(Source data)
+ + + + +

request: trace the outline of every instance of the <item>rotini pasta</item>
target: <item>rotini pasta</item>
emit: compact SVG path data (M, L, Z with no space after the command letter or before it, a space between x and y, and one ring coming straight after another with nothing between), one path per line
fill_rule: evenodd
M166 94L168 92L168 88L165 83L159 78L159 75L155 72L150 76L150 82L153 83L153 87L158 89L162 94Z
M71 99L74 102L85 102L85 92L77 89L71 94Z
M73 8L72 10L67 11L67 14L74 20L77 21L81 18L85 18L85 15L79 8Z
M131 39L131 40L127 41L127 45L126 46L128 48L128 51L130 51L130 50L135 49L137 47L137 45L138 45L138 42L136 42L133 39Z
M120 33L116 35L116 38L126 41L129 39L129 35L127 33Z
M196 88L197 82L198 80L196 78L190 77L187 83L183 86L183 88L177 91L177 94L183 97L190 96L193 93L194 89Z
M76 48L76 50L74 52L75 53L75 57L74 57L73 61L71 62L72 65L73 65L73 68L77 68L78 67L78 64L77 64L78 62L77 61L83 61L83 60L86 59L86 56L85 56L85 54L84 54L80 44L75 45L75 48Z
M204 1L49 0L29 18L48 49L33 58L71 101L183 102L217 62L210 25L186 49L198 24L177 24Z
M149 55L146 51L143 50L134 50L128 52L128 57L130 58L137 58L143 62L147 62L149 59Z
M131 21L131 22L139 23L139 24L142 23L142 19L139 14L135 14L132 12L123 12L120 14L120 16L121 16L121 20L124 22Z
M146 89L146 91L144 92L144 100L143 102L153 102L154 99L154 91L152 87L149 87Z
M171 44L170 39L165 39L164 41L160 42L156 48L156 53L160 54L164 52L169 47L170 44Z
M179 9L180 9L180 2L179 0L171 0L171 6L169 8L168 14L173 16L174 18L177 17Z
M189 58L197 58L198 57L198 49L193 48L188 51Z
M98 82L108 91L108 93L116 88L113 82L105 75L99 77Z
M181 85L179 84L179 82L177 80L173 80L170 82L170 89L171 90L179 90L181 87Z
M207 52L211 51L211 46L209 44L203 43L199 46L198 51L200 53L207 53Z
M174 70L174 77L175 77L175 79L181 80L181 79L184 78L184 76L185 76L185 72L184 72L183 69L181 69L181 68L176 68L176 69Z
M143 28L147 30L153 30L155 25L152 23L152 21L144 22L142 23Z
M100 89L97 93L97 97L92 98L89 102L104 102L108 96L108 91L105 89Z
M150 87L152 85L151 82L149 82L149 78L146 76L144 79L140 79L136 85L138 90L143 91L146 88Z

+ + + + +

_Objective_
Extract every line from the records above and repeat each one character for character.

_Solved problem_
request: trace the outline of every instance of the <item>rotini pasta</item>
target: <item>rotini pasta</item>
emit: compact SVG path data (M, L, Z with no space after the command letter or before it, a space between x and y, and one ring coming straight after another with nothing between), one path per line
fill_rule: evenodd
M166 94L168 92L168 88L165 83L159 78L159 75L155 72L150 76L150 82L153 83L153 87L158 89L162 94Z
M71 99L74 102L85 102L85 92L77 89L71 94Z
M73 8L72 10L67 11L67 14L74 20L77 21L81 18L85 18L85 15L79 8Z
M131 39L131 40L127 41L127 45L126 46L128 48L128 51L130 51L130 50L135 49L137 47L137 45L138 45L138 42L136 42L133 39Z
M120 33L116 35L116 38L126 41L129 39L129 35L127 33Z
M196 88L197 82L198 80L196 78L190 77L187 83L183 86L183 88L177 91L177 94L183 97L190 96L193 93L194 89Z
M76 48L76 50L74 52L75 53L75 57L74 57L73 61L71 62L72 65L73 65L73 68L77 68L78 67L78 64L77 64L78 62L77 61L83 61L83 60L86 59L86 56L85 56L85 54L84 54L80 44L75 45L75 48Z
M204 1L49 0L29 18L48 49L33 58L71 101L183 102L217 62L210 25L186 49L198 24L177 24Z
M149 55L146 51L143 50L134 50L128 52L128 57L130 58L137 58L143 62L147 62L149 59Z
M131 21L131 22L139 23L139 24L142 23L142 19L139 14L135 14L132 12L123 12L120 14L120 16L121 16L121 20L124 22Z
M146 89L146 91L144 92L144 100L143 102L153 102L154 99L154 91L152 87L149 87Z
M171 44L170 39L165 39L164 41L160 42L156 48L156 53L160 54L164 52L169 47L170 44Z
M179 9L180 9L180 2L179 0L171 0L171 6L169 8L168 14L173 16L174 18L177 17Z
M189 58L197 58L198 57L198 49L193 48L188 51Z
M98 82L108 91L108 93L116 88L113 82L105 75L99 77Z
M181 85L179 84L179 82L177 80L173 80L170 82L170 89L171 90L179 90L181 87Z
M207 52L211 51L211 46L209 44L203 43L199 46L198 51L200 53L207 53Z
M174 70L174 77L175 77L175 79L181 80L181 79L184 78L184 76L185 76L185 72L184 72L183 69L181 69L181 68L176 68L176 69Z
M143 28L147 30L153 30L155 25L152 23L152 21L144 22L142 23Z
M100 89L97 93L97 97L92 98L89 102L104 102L108 96L108 91L105 89Z
M150 87L152 85L151 82L149 82L149 78L146 76L144 79L140 79L136 85L138 90L143 91L146 88Z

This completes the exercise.